[EXTRAIT CITÉ]:
══════

Climat

« La décision de la COP28 n’oblige aucun État à réduire l’exploitation des énergies fossiles »

Climat

par Maxime Combes

Les décisions de la COP28 sont-elles « historiques » ? L’appel à une « transition hors des énergies fossiles » est un résultat positif, mais il comporte des faiblesses qui en limite la portée, analyse l’économiste Maxime Combes.

La COP28 sur le climat de Dubaï vient d’aboutir à plusieurs accords mercredi 13 décembre. Le plus commenté, le Global Stocktake, a pour ambition d’établir un bilan de la mise en œuvre de l’Accord de Paris de 2015. Il mentionne, pour la première fois dans une décision de conférence internationale pour le climat, l’ensemble des énergies fossiles et « appelle » les États à une « transition hors des énergies fossiles dans les systèmes énergétiques ».

Le président de la COP28, Sultan Al-Jaber, par ailleurs PDG d’une entreprise pétrolière, a immédiatement parlé d’une décision « historique pour accélérer l’action climatique ». Ce terme, « historique », est désormais repris, souvent sans recul et sans distance critique, par de nombreux commentateurs. Mais est-ce vraiment le cas ?

Contradictions

Il y a toujours plusieurs façons d’analyser le résultat d’une conférence internationale telle que la COP28 sur le climat.

  • en regardant le chemin parcouru. Les énergies fossiles, responsables de plus de 80 % des émissions mondiales de CO2, n’avaient jamais été mentionnées dans les décisions de COP jusqu’à la COP26, pas plus que dans les accords internationaux qui en sont issus (Protocole de Kyoto, Accord de Paris etc). Elles sont désormais mises à l’index comme une source d’énergie à laquelle il faut progressivement renoncer dans nos systèmes énergétiques. C’est un net progrès.
  • en regardant là où les États devraient déjà être parvenus. Les études scientifiques, les rapports du Groupe d’experts intergouvernemental sur l’évolution du climat (Giec), le rapport de 2021 de l’Agence internationale de l’Énergie montrent qu’il faudrait déjà avoir enclenché une décrue rapide dans la production et consommation des énergies fossiles (3 % par an pour le gaz et le pétrole, 7 % pour le charbon) et ne plus investir un euro dans l’exploration ou l’exploitation des énergies fossiles. La réalité, c’est pourtant que la production-consommation d’énergies fossiles continue à augmenter et les nouveaux investissements fossiles se poursuivent.
  • en regardant les faiblesses intrinsèques du texte de décisions lui-même. Tant la nature de la décision prise – ce n’est pas un nouveau traité international organisant la sortie des énergies fossiles – que son contenu exact – nombreuses limites intrinsèques à l’effectivité des engagements pris – conduisent à éviter les superlatifs trop hâtifs et préférer la lucidité de l’analyse et l’exigence de mise en cohérence des politiques nationales.

══════

[MATÉRIEL FOURNI]:
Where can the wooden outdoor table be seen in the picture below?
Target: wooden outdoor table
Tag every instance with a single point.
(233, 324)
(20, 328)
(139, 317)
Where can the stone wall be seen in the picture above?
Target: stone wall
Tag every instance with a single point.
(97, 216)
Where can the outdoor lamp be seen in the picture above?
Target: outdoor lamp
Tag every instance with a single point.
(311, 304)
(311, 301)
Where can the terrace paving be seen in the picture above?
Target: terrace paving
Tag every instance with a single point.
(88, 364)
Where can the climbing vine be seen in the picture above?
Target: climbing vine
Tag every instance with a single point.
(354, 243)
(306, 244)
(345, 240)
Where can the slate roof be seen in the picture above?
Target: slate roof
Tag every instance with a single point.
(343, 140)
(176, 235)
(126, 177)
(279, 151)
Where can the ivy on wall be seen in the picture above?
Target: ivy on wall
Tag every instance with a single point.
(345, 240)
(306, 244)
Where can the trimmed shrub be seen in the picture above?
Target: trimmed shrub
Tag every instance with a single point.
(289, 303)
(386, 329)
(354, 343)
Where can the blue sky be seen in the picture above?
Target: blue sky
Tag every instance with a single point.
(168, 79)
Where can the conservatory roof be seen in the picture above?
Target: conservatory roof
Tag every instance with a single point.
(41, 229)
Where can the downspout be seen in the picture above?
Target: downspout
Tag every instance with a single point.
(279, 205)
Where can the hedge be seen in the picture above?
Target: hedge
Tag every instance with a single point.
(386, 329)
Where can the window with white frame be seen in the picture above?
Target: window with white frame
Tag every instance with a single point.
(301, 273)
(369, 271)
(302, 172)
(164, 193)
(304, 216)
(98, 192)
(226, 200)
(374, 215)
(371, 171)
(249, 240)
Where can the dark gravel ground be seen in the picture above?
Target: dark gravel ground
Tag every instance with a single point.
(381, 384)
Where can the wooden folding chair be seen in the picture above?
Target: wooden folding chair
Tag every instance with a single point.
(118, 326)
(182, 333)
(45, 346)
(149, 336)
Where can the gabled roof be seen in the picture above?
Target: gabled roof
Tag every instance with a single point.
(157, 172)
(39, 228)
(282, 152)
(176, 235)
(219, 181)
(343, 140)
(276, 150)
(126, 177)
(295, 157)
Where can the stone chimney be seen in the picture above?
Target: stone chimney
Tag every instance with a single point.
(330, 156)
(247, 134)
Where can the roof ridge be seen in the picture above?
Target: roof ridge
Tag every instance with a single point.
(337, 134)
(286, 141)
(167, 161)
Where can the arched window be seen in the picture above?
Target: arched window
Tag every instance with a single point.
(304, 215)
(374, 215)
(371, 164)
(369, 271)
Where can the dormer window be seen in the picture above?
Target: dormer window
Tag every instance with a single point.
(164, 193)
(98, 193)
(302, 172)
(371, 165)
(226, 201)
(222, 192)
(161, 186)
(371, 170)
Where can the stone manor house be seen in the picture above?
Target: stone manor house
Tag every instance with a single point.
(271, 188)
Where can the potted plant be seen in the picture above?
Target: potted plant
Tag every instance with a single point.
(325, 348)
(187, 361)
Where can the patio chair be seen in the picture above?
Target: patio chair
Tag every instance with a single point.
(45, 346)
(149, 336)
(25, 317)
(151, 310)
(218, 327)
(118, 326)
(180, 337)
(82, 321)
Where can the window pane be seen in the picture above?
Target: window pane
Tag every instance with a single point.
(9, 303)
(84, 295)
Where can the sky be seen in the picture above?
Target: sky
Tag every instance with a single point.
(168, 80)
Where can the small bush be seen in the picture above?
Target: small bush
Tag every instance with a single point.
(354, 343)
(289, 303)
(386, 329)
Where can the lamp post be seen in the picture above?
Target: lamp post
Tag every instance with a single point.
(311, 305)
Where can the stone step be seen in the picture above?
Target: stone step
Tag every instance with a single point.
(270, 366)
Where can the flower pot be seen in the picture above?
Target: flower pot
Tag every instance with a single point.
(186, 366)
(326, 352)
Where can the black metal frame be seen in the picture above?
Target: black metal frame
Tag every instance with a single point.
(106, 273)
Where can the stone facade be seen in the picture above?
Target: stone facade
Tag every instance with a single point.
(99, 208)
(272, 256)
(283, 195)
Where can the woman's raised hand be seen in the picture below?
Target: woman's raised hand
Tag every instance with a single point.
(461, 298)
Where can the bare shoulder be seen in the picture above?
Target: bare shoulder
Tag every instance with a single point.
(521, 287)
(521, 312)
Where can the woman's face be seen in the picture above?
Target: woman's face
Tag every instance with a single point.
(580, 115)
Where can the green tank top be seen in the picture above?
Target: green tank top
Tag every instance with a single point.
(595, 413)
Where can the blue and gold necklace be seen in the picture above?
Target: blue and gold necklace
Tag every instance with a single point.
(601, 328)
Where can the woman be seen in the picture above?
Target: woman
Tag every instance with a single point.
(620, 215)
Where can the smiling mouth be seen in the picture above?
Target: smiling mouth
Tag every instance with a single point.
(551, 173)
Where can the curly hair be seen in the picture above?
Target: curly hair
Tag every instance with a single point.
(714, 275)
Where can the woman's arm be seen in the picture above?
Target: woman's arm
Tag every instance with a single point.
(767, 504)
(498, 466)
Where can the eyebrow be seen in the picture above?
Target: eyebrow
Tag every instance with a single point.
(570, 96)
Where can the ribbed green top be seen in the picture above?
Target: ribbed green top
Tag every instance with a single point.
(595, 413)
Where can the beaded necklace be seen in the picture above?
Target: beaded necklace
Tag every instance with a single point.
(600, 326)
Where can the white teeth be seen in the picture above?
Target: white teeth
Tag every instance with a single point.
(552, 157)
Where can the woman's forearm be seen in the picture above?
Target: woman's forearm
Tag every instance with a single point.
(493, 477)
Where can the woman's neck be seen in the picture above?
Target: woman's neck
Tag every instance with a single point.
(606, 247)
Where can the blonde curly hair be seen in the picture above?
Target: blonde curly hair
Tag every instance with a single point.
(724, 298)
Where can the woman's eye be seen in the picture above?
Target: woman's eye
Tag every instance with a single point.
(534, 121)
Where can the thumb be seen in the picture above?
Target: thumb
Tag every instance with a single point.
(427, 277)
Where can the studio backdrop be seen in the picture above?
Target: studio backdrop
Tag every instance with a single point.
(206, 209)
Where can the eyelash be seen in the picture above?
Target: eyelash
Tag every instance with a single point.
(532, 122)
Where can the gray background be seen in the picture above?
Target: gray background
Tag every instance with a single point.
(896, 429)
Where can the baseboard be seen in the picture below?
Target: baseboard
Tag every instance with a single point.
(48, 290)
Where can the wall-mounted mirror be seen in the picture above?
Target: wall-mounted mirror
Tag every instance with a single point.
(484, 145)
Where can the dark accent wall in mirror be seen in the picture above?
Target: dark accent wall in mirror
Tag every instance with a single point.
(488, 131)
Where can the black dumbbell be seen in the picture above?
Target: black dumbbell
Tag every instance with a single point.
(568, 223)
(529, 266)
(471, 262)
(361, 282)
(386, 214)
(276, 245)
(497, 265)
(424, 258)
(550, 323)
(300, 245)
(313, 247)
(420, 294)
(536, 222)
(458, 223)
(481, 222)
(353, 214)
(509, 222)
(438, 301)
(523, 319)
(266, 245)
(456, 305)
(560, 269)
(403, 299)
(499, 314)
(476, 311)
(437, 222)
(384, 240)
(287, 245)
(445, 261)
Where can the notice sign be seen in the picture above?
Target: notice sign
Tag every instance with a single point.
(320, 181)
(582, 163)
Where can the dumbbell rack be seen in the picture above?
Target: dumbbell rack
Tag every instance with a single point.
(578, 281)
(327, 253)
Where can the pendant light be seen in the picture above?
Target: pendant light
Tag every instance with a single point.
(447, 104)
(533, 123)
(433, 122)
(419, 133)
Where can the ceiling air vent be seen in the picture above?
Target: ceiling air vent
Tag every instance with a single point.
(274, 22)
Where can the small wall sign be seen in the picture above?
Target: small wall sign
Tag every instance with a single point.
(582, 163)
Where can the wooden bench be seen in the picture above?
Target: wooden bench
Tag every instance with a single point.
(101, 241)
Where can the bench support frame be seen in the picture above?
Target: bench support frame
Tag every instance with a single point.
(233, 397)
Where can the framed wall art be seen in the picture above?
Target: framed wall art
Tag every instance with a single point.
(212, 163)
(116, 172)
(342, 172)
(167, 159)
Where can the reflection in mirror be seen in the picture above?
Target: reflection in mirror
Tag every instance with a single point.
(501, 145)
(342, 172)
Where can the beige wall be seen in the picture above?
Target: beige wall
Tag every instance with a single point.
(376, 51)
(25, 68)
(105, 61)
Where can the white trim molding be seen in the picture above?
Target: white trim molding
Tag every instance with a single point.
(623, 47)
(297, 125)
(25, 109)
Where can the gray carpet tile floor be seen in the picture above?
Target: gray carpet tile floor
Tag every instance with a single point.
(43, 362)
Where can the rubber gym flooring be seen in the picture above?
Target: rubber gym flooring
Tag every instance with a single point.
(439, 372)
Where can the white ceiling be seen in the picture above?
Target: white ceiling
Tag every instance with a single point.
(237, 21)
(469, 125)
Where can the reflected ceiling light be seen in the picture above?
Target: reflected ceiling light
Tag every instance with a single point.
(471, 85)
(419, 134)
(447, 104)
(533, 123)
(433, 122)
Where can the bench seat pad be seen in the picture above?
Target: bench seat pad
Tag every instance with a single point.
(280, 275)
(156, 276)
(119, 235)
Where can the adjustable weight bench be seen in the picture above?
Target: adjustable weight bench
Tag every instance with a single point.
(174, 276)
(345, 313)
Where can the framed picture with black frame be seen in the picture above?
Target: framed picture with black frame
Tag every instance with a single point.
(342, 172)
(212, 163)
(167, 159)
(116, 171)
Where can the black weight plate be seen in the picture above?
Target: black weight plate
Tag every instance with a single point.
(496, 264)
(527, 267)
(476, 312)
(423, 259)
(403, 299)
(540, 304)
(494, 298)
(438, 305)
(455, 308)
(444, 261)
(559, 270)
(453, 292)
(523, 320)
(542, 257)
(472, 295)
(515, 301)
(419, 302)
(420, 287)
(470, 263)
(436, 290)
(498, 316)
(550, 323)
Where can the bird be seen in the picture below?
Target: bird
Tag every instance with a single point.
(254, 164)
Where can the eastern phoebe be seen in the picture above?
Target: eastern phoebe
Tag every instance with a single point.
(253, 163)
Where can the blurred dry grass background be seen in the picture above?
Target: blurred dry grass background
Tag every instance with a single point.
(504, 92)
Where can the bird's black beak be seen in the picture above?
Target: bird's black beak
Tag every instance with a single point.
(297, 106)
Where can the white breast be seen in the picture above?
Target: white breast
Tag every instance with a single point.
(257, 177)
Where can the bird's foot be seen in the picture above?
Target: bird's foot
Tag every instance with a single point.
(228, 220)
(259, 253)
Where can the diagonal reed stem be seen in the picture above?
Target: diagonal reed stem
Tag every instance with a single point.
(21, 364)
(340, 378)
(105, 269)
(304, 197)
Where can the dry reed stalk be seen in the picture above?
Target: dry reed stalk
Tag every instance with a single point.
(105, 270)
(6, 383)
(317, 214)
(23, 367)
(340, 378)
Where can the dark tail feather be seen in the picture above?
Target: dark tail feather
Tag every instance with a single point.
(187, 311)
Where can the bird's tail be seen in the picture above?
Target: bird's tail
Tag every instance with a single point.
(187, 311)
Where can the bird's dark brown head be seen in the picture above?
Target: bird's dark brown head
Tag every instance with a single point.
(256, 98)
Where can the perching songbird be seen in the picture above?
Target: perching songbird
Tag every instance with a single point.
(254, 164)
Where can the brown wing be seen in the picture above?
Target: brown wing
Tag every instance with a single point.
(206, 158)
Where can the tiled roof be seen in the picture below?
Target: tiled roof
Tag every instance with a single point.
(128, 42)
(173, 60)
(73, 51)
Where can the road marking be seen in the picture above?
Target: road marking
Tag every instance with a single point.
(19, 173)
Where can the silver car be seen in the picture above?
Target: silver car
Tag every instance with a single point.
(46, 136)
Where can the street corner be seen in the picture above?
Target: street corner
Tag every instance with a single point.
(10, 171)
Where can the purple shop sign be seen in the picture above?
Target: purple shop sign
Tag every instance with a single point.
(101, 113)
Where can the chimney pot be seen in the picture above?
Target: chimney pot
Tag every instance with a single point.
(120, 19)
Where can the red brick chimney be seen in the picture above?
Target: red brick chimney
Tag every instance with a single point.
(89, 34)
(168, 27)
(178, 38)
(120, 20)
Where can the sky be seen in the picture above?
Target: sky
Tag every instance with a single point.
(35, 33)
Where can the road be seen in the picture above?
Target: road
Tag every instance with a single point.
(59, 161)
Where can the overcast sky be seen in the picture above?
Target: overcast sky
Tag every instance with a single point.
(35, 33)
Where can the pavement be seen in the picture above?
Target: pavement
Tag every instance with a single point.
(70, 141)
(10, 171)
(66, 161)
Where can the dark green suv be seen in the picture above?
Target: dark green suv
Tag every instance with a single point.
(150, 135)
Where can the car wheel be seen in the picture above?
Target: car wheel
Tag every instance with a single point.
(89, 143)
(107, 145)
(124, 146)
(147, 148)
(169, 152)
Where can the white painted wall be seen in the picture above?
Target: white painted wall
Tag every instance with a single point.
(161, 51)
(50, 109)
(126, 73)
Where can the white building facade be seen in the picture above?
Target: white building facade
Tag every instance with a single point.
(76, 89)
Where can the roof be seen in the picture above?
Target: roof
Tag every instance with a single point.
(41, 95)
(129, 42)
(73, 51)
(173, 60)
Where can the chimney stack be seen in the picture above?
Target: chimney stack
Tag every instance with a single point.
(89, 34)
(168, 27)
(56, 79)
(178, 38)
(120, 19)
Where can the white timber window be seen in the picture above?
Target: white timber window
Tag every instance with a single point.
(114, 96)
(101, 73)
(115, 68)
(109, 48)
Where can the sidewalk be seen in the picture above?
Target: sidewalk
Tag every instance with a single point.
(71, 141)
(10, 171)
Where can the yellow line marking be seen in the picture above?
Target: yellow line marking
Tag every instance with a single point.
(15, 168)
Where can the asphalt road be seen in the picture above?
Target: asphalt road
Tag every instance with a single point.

══════

[TRAVAIL DEMANDÉ]: Poursuivez l'article sur la décision de la COP28 à partir de sa dernière phrase.

[CORRIGÉ]:
  • en regardant les contradictions des États réclamant la sortie des énergies fossiles tout en continuant à mettre en œuvre des politiques publiques qui conduisent à en augmenter la production et la consommation d’énergies fossiles : nouvelles infrastructures pétrogazières, nouvelles infrastructures de transports, nouveaux accords de libre-échange, y compris en France.

Limites de l’Accord de Paris

Le paragraphe sur les énergies fossiles que tout le monde commente n’est que l’un des 196 paragraphes de l’un des nombreux textes adoptés lors de la COP28. Il est inséré dans la partie réduction des émissions de gaz à effet de serre du texte de bilan de la mise en œuvre l’Accord de Paris de 2015, visant notamment à définir les « progrès collectifs à réaliser en vue des objectifs de long terme de l’Accord de Paris ». C’est une double reconnaissance :

  • (explicite) qu’il ne saurait y avoir de lutte contre le réchauffement climatique à la hauteur des enjeux des objectifs de l’accord de Paris sans « transition hors des énergies fossiles »
  • (implicite) que le silence de l’Accord de Paris à ce sujet est insoutenable et problématique.

Que dit le texte à propos des énergies fossiles ?

Pour mesurer la portée d’un texte de décision de COP, il ne suffit pas de vérifier si les mots clés sont présents. Il faut regarder le vocabulaire utilisé et regarder comment les paragraphes et les phrases s’enchainent. Cela peut-être technique.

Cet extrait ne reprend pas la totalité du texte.